[ЧТО НУЖНО СДЕЛАТЬ]:
**A)** Извлеките дословно из фрагмента о Платонове часть, которая открывается словами «Когда у Корчагина» и завершается словами «она достанется врагу.».
**B)** Перечислите в порядке первого упоминания все собственные имена людей, а также литературных и мифологических персонажей, встречающиеся во фрагменте о Платонове.

[ВЫБРАННЫЙ ФРАГМЕНТ]:

В Платонове выглядывает (не сатирик, а) сатир. Статочное ли дело – сатиры-мизогины? Этого бисексуальные греки своим малым богам, демонам не приписывали, любовь к отрокам у них была сублимацией, духовным порывом. Не Пан, а Юпитер любил Ганимеда. Христианство Платонова в том заключается, что отроки у него похожи на старичков, некормленые. Нестеров, но в советском варианте. Платоновская идея такого отрока – Павка Корчагин. Конкретный персонаж – Н. Островский – был находкой в душевном хозяйстве Платонова: юноша, утративший физическую привлекательность в боях за социализм. Редукция бытия к (еле живой) материальной основе произошла, основа сошла на нет, и появилась христианская духовность. Чистой воды Ницше: метафизическое как минус физического. Люблю, но не хочу любить – хочу, чтоб умер.
Когда у Корчагина – Островского умерло почти все его тело, он не сдал своей жизни, – он превратил ее в счастливый дух и в действие литературного гения (...) И с «малым телом» оказалось можно прожить большую жизнь. Ведь если нельзя жить своим телом... то надо превратиться даже в дух, но жизни никогда не сдавать, иначе она достанется врагу.

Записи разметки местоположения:
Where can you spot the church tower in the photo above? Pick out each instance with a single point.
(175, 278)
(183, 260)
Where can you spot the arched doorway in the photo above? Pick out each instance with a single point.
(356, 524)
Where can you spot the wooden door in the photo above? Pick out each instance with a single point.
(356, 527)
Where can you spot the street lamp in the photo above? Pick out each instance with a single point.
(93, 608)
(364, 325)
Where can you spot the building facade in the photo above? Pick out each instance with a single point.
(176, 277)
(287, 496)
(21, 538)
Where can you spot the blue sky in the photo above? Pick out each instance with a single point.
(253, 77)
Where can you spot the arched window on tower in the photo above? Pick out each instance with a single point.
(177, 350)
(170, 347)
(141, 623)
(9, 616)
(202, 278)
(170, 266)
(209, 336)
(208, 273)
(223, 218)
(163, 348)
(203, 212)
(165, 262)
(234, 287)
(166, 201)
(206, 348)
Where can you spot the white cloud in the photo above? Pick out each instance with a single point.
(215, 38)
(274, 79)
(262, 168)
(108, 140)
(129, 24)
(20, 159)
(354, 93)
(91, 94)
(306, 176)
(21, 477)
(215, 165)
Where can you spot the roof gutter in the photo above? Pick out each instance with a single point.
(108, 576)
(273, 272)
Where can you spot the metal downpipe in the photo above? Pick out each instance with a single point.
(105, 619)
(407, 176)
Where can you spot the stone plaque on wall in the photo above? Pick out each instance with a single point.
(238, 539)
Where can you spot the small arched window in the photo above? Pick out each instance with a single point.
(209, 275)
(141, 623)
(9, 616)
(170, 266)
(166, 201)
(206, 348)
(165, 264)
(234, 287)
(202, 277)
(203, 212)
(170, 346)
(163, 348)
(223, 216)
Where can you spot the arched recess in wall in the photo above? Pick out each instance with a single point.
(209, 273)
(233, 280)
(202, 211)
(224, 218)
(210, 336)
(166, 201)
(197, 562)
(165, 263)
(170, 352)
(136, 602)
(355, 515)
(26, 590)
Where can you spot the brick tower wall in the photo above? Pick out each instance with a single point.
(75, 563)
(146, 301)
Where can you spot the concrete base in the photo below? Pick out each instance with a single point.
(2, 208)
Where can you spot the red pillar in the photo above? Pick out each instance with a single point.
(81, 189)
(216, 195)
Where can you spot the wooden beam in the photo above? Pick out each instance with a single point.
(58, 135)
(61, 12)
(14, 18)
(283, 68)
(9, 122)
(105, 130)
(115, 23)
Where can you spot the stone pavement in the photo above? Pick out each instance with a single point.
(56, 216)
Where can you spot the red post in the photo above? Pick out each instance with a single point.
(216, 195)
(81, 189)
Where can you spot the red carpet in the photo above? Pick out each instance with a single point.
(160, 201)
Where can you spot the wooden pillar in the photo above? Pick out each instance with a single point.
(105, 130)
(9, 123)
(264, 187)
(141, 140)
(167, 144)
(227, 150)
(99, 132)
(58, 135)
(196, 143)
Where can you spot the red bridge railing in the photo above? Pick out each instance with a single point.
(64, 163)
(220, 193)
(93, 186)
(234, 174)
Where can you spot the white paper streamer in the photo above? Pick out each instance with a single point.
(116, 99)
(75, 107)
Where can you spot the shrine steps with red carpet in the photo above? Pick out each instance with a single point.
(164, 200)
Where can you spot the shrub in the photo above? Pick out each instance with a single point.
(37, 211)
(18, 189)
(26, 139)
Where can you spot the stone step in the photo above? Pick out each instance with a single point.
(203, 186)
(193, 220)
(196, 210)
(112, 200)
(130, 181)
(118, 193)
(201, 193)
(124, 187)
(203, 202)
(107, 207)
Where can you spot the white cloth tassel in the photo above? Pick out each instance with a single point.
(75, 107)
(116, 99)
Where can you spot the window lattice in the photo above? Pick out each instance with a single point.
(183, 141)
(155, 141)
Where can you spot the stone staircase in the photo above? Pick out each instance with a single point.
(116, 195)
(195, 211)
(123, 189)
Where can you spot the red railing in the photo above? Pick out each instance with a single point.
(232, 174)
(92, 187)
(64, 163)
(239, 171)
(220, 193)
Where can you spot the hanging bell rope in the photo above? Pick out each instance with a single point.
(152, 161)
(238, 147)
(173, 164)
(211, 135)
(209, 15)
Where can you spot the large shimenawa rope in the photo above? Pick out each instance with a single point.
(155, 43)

[ОТВЕТЫ НА ЗАДАНИЯ]:
**A)**
Когда у Корчагина – Островского умерло почти все его тело, он не сдал своей жизни, – он превратил ее в счастливый дух и в действие литературного гения (...) И с «малым телом» оказалось можно прожить большую жизнь. Ведь если нельзя жить своим телом... то надо превратиться даже в дух, но жизни никогда не сдавать, иначе она достанется врагу.

**B)** Платонов, Пан, Юпитер, Ганимед, Нестеров, Павка Корчагин, Н. Островский, Ницше